Exercise objective
Quote the records in full and leave their pictures out.

Material supplied
Segment Open
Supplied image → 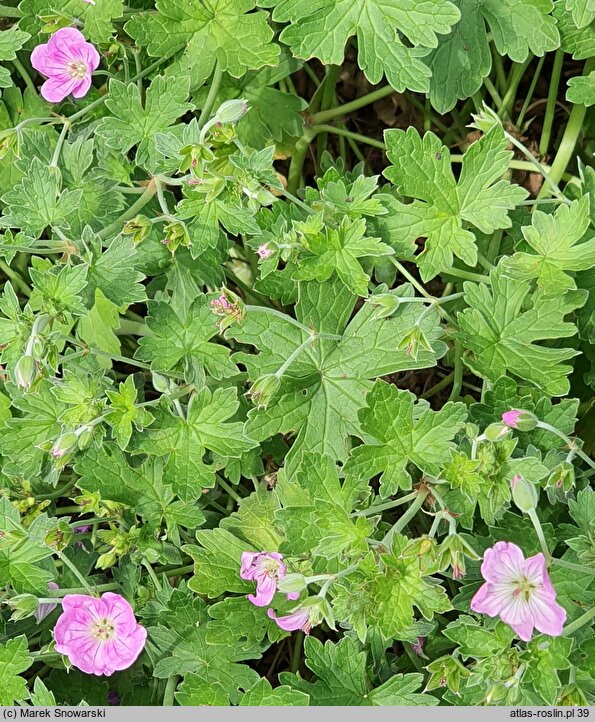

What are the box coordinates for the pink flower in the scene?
[257,244,273,260]
[82,0,96,4]
[31,27,100,103]
[53,593,147,676]
[267,607,313,634]
[502,410,522,428]
[410,636,425,657]
[35,582,59,623]
[240,551,298,607]
[471,542,566,642]
[210,293,231,312]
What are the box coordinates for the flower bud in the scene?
[469,104,501,134]
[38,12,73,34]
[122,215,151,244]
[45,521,72,551]
[14,354,37,391]
[484,422,511,442]
[501,409,538,431]
[215,99,250,125]
[426,655,469,694]
[438,533,479,580]
[511,474,539,513]
[161,221,191,254]
[0,129,19,160]
[210,289,245,332]
[277,573,307,596]
[151,372,171,394]
[50,431,78,459]
[7,594,39,622]
[397,326,433,361]
[368,293,400,320]
[546,462,575,493]
[247,374,281,410]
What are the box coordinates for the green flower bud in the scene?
[511,474,539,513]
[426,655,469,694]
[44,520,72,551]
[397,326,433,361]
[50,431,79,459]
[14,354,37,391]
[484,422,511,442]
[215,99,250,125]
[38,13,73,34]
[368,293,401,320]
[0,128,19,160]
[277,573,307,596]
[151,372,171,394]
[546,462,575,493]
[247,374,281,410]
[161,221,191,254]
[122,214,151,244]
[7,594,39,621]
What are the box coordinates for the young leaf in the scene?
[104,375,154,450]
[502,196,595,295]
[565,0,595,27]
[383,126,527,280]
[457,266,585,396]
[240,679,309,706]
[0,637,33,706]
[567,71,595,106]
[343,381,467,497]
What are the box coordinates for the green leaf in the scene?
[280,636,436,705]
[29,678,57,706]
[136,296,238,386]
[104,375,154,450]
[428,0,559,112]
[567,70,595,105]
[0,637,32,706]
[292,217,393,296]
[240,678,309,706]
[457,266,584,396]
[30,262,88,316]
[228,279,446,471]
[555,1,595,58]
[343,381,467,496]
[524,637,573,705]
[444,616,516,657]
[0,27,31,61]
[565,0,595,27]
[77,290,121,370]
[131,387,256,500]
[220,485,283,550]
[383,126,527,280]
[502,197,595,295]
[19,0,124,43]
[84,231,147,307]
[125,0,280,87]
[0,157,83,238]
[176,675,229,706]
[95,76,193,170]
[185,528,252,598]
[262,0,460,93]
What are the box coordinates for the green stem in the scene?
[287,129,315,194]
[143,560,162,591]
[562,606,595,637]
[483,77,503,109]
[311,123,385,150]
[316,66,340,162]
[36,480,76,501]
[382,491,429,545]
[421,372,454,400]
[552,558,595,576]
[352,491,418,517]
[49,120,70,170]
[0,259,31,296]
[46,582,119,597]
[217,476,242,504]
[539,50,564,157]
[311,86,395,124]
[223,267,274,307]
[537,56,595,199]
[12,57,38,96]
[388,258,457,326]
[290,631,304,672]
[198,63,223,127]
[444,268,491,284]
[500,59,531,119]
[274,336,315,378]
[491,46,507,97]
[98,180,156,240]
[536,421,595,469]
[527,509,551,562]
[517,56,546,129]
[55,552,95,595]
[163,676,178,707]
[155,563,195,576]
[448,340,463,401]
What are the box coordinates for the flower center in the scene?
[512,576,538,600]
[262,559,282,578]
[67,60,87,79]
[91,617,115,641]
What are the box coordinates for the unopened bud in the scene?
[277,573,307,595]
[7,594,39,622]
[122,215,151,244]
[215,99,249,125]
[50,431,78,459]
[162,221,191,254]
[501,409,538,431]
[511,474,539,513]
[15,354,37,391]
[151,372,171,394]
[368,293,400,320]
[0,129,19,160]
[397,326,433,361]
[546,462,575,493]
[247,374,281,410]
[484,422,511,442]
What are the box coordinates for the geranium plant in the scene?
[0,0,593,708]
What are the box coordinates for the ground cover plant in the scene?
[0,0,594,708]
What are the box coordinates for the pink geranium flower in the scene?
[267,607,313,634]
[240,551,298,607]
[53,593,147,676]
[471,542,566,642]
[31,27,100,103]
[257,244,273,259]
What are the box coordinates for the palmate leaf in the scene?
[95,76,193,171]
[565,0,595,26]
[502,196,595,295]
[555,0,595,58]
[383,125,527,281]
[0,637,32,706]
[19,0,124,44]
[280,636,437,706]
[456,266,585,396]
[567,71,595,105]
[125,0,279,88]
[428,0,559,112]
[343,381,467,497]
[260,0,460,93]
[130,387,256,500]
[135,295,238,386]
[227,278,446,472]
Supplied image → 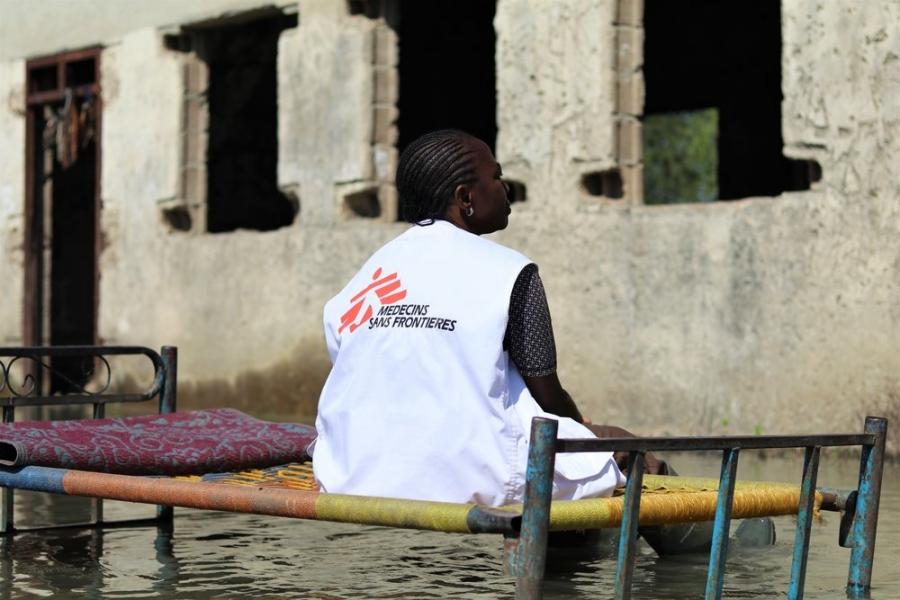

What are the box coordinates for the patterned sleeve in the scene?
[504,263,558,377]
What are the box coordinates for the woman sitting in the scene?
[312,129,655,507]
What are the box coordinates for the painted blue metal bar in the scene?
[705,448,739,600]
[614,451,645,600]
[788,445,821,600]
[0,465,67,494]
[847,416,887,598]
[514,417,557,600]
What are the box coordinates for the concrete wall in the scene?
[492,0,900,454]
[497,0,900,454]
[0,59,24,344]
[0,0,897,452]
[0,0,297,61]
[97,16,392,418]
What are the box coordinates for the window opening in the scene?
[348,0,380,18]
[506,180,528,204]
[581,170,624,200]
[344,187,382,218]
[642,0,820,203]
[169,13,298,233]
[162,205,193,232]
[65,59,97,87]
[203,14,297,232]
[28,65,58,94]
[393,0,497,153]
[351,1,497,221]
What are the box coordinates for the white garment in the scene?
[312,220,624,507]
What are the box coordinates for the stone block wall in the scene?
[0,0,896,453]
[0,60,25,345]
[615,0,644,203]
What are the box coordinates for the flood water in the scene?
[1,452,897,599]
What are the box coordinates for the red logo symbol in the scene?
[338,267,407,334]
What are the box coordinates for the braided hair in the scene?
[395,129,479,224]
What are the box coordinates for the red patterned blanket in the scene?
[0,408,317,475]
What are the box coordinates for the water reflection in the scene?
[152,522,181,598]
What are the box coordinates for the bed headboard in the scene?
[0,345,177,423]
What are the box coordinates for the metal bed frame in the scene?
[0,345,888,600]
[507,416,887,599]
[0,345,178,534]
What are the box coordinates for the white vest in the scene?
[313,220,624,506]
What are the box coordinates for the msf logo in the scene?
[338,267,407,334]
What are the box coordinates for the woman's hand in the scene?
[523,377,666,475]
[587,424,664,474]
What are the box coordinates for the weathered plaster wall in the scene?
[492,0,900,454]
[0,0,897,451]
[96,5,400,418]
[0,0,297,61]
[278,0,378,225]
[496,0,618,213]
[0,60,24,345]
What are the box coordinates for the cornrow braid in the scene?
[395,129,479,224]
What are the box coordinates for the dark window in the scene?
Segment Closed
Response to the task
Supplied image → 

What are the box coordinates for the pink flower in the scene?
[257,244,273,260]
[82,0,96,4]
[31,27,100,103]
[53,593,147,676]
[267,607,313,634]
[502,410,522,428]
[410,636,425,657]
[35,582,59,623]
[240,551,298,607]
[471,542,566,642]
[210,293,231,312]
What are the box coordinates for the flower bud in the scene?
[469,104,501,134]
[38,12,73,34]
[122,215,151,244]
[45,521,72,551]
[14,354,37,391]
[484,422,511,442]
[501,409,538,431]
[215,99,250,125]
[426,655,469,694]
[438,533,479,580]
[511,474,539,513]
[161,221,191,254]
[0,129,19,160]
[210,289,245,332]
[277,573,307,596]
[151,372,171,394]
[50,431,78,459]
[7,594,39,622]
[397,326,433,361]
[368,293,400,320]
[546,462,575,493]
[247,374,281,410]
What are the box coordinates for the green flower bud in the scene?
[511,474,539,513]
[426,655,469,694]
[44,520,72,551]
[397,326,433,361]
[50,431,79,459]
[14,354,37,391]
[484,422,511,442]
[215,99,250,125]
[38,13,73,34]
[368,293,401,320]
[0,128,19,160]
[277,573,307,596]
[151,372,171,394]
[546,462,575,493]
[247,374,281,410]
[161,221,191,254]
[122,214,151,244]
[7,594,39,621]
What are the box coordinates for the young leaf in the scene?
[104,375,154,450]
[502,196,595,295]
[565,0,595,27]
[383,126,527,280]
[457,266,585,396]
[240,679,309,706]
[0,637,33,706]
[567,71,595,106]
[343,381,467,497]
What are the box coordinates for the green leaf in the scene?
[280,636,436,705]
[29,678,57,706]
[136,296,238,386]
[104,375,154,450]
[428,0,559,112]
[567,70,595,105]
[0,637,32,706]
[292,217,393,296]
[240,678,309,706]
[457,266,584,396]
[30,262,88,316]
[228,279,446,471]
[555,1,595,58]
[343,381,467,496]
[524,637,573,705]
[444,616,516,657]
[0,27,31,61]
[565,0,595,27]
[77,290,121,370]
[131,387,256,500]
[220,485,283,550]
[383,126,527,280]
[502,197,595,295]
[19,0,124,43]
[84,231,147,307]
[125,0,280,87]
[0,157,83,238]
[176,675,229,706]
[95,76,193,170]
[185,528,252,598]
[262,0,460,93]
What are the box coordinates for the green stem in the scene?
[287,129,315,194]
[143,560,162,591]
[562,606,595,637]
[483,77,503,109]
[311,123,385,150]
[316,66,340,162]
[36,480,76,501]
[382,491,429,545]
[421,372,454,400]
[552,558,595,576]
[352,491,418,517]
[49,120,70,170]
[0,259,31,296]
[46,582,119,597]
[217,476,242,504]
[539,50,564,157]
[311,86,395,124]
[223,267,274,307]
[537,56,595,199]
[12,57,38,96]
[388,258,457,326]
[290,631,304,672]
[198,63,223,127]
[444,268,491,284]
[500,59,531,119]
[274,336,315,378]
[491,46,507,97]
[98,180,156,240]
[536,421,595,469]
[527,509,551,562]
[517,56,546,129]
[55,552,95,595]
[163,676,178,707]
[155,563,195,576]
[448,340,463,401]
What are the box coordinates for the flower center in the scene?
[512,576,538,600]
[262,559,282,578]
[67,60,87,79]
[91,617,115,641]
What are the box coordinates for the unopened bud in the scene?
[277,573,307,595]
[7,594,39,622]
[122,215,151,244]
[215,99,249,125]
[50,431,78,459]
[162,221,191,254]
[501,409,538,431]
[511,474,539,513]
[15,354,37,391]
[151,372,171,394]
[368,293,400,320]
[0,129,19,160]
[397,326,433,361]
[546,462,575,493]
[247,374,281,410]
[484,422,511,442]
What are the box coordinates for the geranium plant in the scene?
[0,0,593,708]
What are the box coordinates for the ground cover plant in the scene?
[0,0,594,708]
What are the box coordinates for the pink geranium flower in the scene?
[267,607,313,634]
[240,551,298,607]
[53,593,147,676]
[471,542,566,642]
[31,27,100,103]
[257,244,273,259]
What are the box coordinates for the palmate leaf in the scene?
[95,76,193,171]
[565,0,595,26]
[502,196,595,295]
[555,0,595,58]
[383,125,527,281]
[0,637,32,706]
[19,0,124,44]
[280,636,437,706]
[456,266,585,396]
[567,71,595,105]
[125,0,279,88]
[428,0,559,112]
[343,381,467,497]
[260,0,460,93]
[130,387,256,500]
[135,295,238,386]
[227,278,446,472]
Supplied image → 

What are the box coordinates for the patterned sleeve in the scene?
[504,263,558,377]
What are the box coordinates for the woman sitting in the scene?
[312,129,655,507]
What are the box coordinates for the painted blue metal bar in the scene?
[705,448,739,600]
[614,451,645,600]
[788,445,821,600]
[0,465,67,494]
[847,416,887,598]
[514,417,557,600]
What are the box coordinates for the concrete wall in the scene?
[492,0,900,454]
[497,0,900,454]
[0,59,24,344]
[0,0,897,452]
[0,0,297,61]
[97,16,392,418]
What are the box coordinates for the window opening in the scene?
[348,0,380,18]
[506,180,528,204]
[581,170,624,200]
[344,187,382,218]
[642,0,820,203]
[169,13,298,233]
[162,205,193,232]
[65,59,97,87]
[203,14,297,232]
[28,65,58,94]
[393,0,497,153]
[351,1,497,221]
What are the box coordinates for the white garment in the scene?
[312,220,624,507]
What are the box coordinates for the stone block wall in the scene?
[0,0,896,453]
[0,60,25,345]
[615,0,644,203]
What are the box coordinates for the flood water in the scene?
[1,452,897,599]
What are the box coordinates for the red logo symbol in the scene?
[338,267,407,334]
What are the box coordinates for the braided hair in the scene?
[395,129,479,224]
What are the box coordinates for the red patterned blanket in the scene?
[0,408,317,475]
What are the box coordinates for the water reflection in the scene?
[152,522,181,598]
What are the box coordinates for the bed headboard in the scene?
[0,345,177,423]
What are the box coordinates for the metal bed frame in the scene?
[0,345,888,600]
[507,416,887,599]
[0,345,178,534]
What are the box coordinates for the white vest in the scene?
[313,220,624,506]
What are the box coordinates for the msf logo in the scene?
[338,267,407,334]
What are the box coordinates for the woman's hand in the scene?
[523,377,666,475]
[587,424,664,474]
What are the box coordinates for the weathered plaster wall in the scene?
[492,0,900,454]
[0,0,897,451]
[96,5,400,418]
[0,0,297,61]
[278,0,378,225]
[496,0,618,213]
[0,60,24,345]
What are the box coordinates for the cornrow braid in the scene?
[395,129,479,224]
What are the box coordinates for the dark window in the scene?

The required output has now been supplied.